## Consigne
Relevez toutes les lignes des données où figure le mot « railing », en tenant compte de la casse.

- - -

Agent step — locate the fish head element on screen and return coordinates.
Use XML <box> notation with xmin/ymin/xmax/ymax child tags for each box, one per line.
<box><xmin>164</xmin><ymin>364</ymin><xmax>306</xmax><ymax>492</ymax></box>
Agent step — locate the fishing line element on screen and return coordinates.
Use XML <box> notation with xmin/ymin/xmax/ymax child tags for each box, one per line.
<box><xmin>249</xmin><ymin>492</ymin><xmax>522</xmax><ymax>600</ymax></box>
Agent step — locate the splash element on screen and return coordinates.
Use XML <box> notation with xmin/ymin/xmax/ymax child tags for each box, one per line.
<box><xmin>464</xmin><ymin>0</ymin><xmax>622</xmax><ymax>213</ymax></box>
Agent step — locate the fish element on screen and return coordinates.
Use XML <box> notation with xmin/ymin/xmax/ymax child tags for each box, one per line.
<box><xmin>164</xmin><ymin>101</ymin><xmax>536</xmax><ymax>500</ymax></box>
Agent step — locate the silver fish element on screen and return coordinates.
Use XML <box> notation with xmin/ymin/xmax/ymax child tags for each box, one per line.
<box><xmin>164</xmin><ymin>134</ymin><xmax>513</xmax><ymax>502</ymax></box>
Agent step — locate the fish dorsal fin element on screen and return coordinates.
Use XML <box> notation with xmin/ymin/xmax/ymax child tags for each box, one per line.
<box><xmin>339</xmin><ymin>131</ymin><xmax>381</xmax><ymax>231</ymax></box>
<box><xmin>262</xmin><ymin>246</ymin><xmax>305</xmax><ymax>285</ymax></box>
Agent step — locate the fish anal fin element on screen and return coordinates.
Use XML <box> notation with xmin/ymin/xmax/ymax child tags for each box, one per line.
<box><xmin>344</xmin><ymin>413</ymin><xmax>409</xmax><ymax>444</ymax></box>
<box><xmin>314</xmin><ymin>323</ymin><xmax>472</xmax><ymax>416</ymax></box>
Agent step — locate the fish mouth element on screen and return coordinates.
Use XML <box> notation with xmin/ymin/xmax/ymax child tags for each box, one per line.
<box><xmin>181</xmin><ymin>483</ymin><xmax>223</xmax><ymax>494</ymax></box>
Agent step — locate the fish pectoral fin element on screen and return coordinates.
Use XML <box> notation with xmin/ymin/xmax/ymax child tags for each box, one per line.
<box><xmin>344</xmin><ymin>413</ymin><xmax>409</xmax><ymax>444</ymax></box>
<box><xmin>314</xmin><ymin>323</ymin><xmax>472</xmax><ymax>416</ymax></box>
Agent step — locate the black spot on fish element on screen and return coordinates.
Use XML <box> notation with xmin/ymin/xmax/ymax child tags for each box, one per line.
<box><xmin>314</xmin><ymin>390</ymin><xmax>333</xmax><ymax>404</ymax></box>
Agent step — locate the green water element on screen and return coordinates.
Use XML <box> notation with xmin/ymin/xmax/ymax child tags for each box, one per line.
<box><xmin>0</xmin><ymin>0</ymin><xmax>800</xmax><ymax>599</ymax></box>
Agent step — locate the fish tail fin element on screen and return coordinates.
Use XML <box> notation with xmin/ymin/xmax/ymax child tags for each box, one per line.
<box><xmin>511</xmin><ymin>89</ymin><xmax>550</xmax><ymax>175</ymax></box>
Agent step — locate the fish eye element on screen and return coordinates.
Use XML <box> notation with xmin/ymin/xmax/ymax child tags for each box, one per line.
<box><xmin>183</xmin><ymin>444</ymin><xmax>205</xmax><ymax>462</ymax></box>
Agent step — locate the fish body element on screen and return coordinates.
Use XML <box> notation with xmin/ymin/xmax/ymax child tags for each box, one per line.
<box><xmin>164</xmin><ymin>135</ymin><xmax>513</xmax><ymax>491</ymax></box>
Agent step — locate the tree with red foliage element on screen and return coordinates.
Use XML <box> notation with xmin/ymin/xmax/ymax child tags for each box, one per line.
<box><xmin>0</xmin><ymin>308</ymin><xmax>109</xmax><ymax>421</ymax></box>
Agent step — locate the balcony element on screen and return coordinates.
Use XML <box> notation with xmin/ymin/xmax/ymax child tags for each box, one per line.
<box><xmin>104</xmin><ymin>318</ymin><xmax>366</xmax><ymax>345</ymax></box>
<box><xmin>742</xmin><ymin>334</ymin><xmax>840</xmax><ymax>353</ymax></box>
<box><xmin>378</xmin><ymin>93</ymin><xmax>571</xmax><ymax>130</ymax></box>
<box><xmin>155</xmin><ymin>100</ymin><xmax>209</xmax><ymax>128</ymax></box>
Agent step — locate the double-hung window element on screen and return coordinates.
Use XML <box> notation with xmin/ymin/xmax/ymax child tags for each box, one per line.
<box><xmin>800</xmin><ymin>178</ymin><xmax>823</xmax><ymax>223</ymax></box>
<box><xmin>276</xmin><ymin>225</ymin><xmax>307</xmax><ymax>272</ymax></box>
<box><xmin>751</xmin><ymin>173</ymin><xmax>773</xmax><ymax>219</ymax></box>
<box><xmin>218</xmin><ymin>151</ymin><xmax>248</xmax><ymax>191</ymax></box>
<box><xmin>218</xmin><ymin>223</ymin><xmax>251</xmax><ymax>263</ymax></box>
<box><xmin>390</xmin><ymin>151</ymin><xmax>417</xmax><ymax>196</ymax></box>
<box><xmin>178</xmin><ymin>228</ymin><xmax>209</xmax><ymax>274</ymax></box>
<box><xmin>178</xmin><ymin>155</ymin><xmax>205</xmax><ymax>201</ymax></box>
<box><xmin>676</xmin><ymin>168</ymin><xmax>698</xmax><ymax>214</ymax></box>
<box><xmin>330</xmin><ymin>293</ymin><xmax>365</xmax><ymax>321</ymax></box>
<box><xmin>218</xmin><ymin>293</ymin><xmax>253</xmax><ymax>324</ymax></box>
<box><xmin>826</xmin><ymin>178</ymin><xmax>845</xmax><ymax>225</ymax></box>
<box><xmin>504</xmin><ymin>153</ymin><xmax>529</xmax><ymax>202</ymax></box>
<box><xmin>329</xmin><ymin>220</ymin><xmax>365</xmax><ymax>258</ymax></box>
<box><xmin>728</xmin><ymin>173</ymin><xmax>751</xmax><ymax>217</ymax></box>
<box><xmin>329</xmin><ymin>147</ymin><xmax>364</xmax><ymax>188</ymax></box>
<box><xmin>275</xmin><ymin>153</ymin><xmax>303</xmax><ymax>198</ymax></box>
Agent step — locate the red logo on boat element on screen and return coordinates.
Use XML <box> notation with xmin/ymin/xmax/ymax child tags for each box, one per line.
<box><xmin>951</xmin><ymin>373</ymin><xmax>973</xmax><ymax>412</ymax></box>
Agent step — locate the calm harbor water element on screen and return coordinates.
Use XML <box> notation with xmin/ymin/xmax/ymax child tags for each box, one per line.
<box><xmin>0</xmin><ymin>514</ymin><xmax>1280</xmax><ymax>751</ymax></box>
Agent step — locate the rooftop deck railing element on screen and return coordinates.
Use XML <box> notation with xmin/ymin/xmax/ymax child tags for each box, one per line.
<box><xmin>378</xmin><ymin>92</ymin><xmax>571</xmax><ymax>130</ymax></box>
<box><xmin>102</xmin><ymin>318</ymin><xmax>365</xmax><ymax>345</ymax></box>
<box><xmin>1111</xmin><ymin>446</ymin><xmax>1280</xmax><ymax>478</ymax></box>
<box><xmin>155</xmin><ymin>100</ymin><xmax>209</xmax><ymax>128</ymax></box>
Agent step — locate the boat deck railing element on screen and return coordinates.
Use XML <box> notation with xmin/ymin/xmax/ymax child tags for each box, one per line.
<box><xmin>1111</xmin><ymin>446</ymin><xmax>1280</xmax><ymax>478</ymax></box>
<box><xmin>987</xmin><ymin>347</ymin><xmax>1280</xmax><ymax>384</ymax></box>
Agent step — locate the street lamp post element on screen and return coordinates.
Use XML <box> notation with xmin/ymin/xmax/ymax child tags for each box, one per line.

- - -

## Corrigé
Agent step — locate the rooftop deck railing element on screen and return coordinates.
Agent step — locate the boat deck railing element on screen and return coordinates.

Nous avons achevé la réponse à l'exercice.